**What you need to do**
Extract every line in the items below that contains the word "concrete", treating uppercase and lowercase letters as different.
# START OF Data for this task
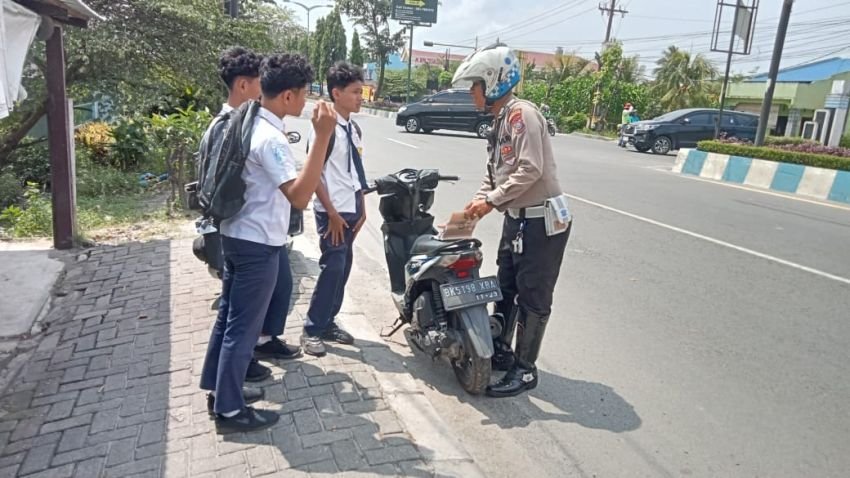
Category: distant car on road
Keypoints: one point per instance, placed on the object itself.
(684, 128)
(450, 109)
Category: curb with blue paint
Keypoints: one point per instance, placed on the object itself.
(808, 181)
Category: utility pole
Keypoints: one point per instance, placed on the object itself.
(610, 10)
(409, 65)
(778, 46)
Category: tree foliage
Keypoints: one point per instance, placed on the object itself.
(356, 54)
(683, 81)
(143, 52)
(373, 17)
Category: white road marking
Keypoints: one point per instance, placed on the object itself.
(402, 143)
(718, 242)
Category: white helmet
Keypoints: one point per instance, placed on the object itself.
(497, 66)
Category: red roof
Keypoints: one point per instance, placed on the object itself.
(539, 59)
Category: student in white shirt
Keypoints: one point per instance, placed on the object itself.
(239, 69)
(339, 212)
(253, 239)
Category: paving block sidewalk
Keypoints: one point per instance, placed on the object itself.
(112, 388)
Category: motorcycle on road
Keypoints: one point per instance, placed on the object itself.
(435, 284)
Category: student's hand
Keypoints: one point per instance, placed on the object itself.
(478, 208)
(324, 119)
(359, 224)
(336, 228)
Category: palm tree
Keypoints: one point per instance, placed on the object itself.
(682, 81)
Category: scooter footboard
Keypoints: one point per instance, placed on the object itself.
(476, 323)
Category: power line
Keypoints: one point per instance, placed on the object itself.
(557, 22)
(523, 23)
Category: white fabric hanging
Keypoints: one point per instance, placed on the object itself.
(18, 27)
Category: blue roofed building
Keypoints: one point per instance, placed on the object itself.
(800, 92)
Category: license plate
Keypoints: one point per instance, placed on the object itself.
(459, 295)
# END OF Data for this task
# START OF Data for this task
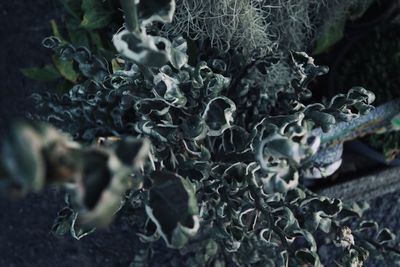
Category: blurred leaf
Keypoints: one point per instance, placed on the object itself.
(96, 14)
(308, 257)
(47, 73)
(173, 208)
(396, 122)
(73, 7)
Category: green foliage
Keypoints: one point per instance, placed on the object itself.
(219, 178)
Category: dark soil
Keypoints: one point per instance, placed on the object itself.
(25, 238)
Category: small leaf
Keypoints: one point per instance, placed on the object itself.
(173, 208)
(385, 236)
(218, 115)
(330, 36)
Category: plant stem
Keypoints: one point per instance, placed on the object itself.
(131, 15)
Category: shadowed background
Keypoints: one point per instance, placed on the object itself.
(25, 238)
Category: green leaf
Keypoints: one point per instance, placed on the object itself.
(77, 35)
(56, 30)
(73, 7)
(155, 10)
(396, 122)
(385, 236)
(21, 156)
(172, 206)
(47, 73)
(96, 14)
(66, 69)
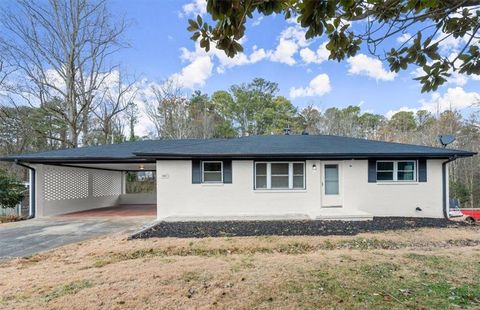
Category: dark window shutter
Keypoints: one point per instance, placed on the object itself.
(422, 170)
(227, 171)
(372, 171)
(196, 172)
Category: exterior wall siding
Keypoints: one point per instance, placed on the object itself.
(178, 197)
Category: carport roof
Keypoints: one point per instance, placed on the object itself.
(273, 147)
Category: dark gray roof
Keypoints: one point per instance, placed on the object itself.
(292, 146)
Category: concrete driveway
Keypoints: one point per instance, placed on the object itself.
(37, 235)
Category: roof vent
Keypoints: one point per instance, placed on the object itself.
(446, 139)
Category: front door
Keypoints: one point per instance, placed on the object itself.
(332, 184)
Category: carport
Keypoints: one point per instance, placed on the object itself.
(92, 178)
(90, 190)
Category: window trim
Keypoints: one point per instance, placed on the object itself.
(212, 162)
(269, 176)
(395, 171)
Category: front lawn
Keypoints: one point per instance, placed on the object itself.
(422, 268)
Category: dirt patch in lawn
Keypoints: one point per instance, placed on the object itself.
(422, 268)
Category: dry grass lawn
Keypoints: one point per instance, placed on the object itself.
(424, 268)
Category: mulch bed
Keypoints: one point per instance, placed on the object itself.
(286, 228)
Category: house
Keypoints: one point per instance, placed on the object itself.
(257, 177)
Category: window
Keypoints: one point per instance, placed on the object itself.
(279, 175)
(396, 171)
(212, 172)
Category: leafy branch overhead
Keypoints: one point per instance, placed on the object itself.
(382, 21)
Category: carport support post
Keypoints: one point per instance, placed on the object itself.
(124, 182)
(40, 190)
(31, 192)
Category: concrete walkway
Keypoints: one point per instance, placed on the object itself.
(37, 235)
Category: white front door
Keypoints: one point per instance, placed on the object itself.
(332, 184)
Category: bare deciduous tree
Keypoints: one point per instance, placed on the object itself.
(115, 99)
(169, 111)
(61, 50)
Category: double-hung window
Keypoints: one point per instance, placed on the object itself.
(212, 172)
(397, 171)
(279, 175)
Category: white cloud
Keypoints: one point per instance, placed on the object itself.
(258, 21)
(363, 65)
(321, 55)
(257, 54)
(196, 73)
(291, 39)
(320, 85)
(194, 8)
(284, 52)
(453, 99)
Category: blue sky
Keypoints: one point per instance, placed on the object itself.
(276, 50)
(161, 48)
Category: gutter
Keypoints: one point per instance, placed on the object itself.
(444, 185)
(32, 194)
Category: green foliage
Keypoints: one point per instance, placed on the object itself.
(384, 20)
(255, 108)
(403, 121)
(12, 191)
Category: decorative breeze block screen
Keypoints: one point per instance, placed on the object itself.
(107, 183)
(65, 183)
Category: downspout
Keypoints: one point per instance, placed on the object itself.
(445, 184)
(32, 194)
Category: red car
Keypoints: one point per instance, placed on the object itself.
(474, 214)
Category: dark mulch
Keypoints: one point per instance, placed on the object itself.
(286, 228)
# END OF Data for this task
**Exercise answer**
Category: concrete driveway
Category: concrete walkway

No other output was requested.